Einträge zur räumlichen Annotation

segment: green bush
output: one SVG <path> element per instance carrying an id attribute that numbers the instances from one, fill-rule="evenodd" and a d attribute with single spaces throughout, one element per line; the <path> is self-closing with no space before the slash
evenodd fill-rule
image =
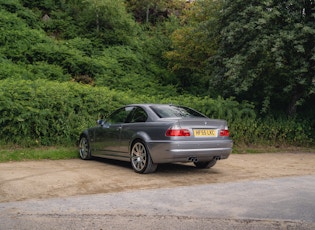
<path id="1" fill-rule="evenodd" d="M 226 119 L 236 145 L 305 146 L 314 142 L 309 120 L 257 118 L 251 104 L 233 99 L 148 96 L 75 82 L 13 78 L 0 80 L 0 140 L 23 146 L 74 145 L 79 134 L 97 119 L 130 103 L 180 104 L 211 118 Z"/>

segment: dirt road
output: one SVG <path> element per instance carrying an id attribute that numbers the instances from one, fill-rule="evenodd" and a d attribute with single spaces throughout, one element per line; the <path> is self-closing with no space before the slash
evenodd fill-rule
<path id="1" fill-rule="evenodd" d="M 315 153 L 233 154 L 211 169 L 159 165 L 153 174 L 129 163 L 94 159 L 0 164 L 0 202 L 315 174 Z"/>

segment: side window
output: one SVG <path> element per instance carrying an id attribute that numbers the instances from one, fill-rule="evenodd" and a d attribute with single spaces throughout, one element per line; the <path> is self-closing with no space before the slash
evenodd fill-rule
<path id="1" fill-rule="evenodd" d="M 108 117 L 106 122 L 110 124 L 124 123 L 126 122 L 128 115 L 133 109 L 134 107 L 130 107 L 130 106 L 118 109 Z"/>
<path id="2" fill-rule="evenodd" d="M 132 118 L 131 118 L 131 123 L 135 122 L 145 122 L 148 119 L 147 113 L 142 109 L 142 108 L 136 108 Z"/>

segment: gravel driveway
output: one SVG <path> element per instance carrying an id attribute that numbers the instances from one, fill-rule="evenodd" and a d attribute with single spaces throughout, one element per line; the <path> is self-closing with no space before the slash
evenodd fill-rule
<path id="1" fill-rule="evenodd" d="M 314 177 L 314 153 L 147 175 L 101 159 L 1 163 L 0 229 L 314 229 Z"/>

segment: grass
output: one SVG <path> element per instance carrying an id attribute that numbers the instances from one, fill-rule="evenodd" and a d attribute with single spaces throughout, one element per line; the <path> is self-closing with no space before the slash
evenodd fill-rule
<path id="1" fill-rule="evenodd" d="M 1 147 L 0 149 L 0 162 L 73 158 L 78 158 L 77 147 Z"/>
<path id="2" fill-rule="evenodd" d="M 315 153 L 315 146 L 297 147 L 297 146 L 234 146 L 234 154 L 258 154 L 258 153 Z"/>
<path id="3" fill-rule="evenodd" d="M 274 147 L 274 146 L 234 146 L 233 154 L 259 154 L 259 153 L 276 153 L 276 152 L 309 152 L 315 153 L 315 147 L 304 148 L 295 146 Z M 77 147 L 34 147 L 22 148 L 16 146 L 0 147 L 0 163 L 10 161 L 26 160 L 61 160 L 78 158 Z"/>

---

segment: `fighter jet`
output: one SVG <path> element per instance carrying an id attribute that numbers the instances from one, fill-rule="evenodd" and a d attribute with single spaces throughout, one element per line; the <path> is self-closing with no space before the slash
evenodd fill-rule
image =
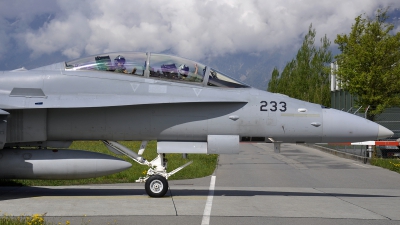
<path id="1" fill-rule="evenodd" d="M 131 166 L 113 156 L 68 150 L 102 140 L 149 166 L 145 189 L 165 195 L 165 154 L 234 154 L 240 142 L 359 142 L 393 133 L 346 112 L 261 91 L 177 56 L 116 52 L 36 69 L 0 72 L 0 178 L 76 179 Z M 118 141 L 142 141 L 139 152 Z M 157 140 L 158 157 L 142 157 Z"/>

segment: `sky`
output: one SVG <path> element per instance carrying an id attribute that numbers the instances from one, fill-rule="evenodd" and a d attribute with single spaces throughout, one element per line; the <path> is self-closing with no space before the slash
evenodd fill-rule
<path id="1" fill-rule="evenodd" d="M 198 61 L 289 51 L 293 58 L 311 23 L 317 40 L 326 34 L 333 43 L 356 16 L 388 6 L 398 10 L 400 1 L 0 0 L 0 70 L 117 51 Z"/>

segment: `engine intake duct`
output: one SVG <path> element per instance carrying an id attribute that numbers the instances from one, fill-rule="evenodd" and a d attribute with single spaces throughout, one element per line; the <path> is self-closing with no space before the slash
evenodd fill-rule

* * *

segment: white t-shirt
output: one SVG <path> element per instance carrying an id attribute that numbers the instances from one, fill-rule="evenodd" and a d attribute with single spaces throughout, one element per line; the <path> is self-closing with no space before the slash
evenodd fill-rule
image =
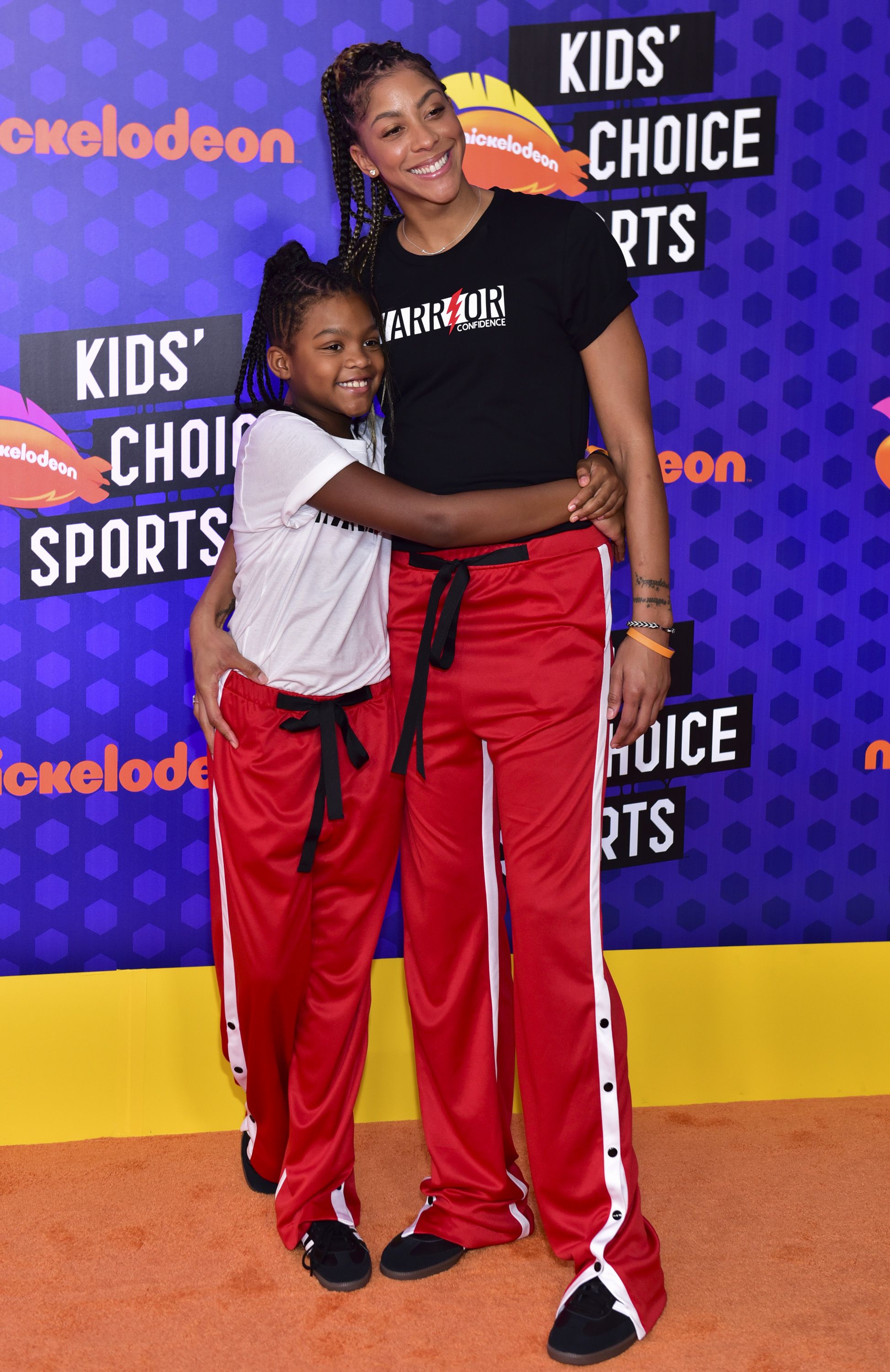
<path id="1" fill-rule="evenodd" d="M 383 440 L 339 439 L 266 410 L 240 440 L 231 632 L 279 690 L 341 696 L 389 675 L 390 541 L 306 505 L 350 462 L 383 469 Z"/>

**Aufgabenstellung:**
Bearbeite die Zeilen von der Zeile mit „segment: white t-shirt“ bis einschließlich der Zeile mit „383 440 L 339“, indem du „white t-shirt“ durch „white tank top“ ersetzt. Gib nur diese Zeilen sonst unverändert wieder und lass die Bilder dabei weg.

**Erwartete Antwort:**
segment: white tank top
output: one SVG <path> element per instance carrying an id attribute that numbers the instances from one, fill-rule="evenodd" and a d attribute with single spaces throughout, one element per line; the <path> is self-closing with no space before the slash
evenodd fill-rule
image =
<path id="1" fill-rule="evenodd" d="M 383 440 L 339 439 L 266 410 L 240 440 L 231 632 L 279 690 L 341 696 L 389 675 L 390 541 L 306 505 L 350 462 L 383 469 Z"/>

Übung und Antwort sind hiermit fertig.